_Record excerpts_.

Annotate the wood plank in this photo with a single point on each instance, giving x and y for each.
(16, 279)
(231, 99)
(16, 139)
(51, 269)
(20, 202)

_Exercise task_. Please update the rows above so that "wood plank" becomes "timber board", leaving everything else unchanged.

_Solution_.
Annotate the timber board in this photo with a single point on each instance, giving x and y for each.
(16, 279)
(231, 99)
(16, 139)
(51, 269)
(20, 202)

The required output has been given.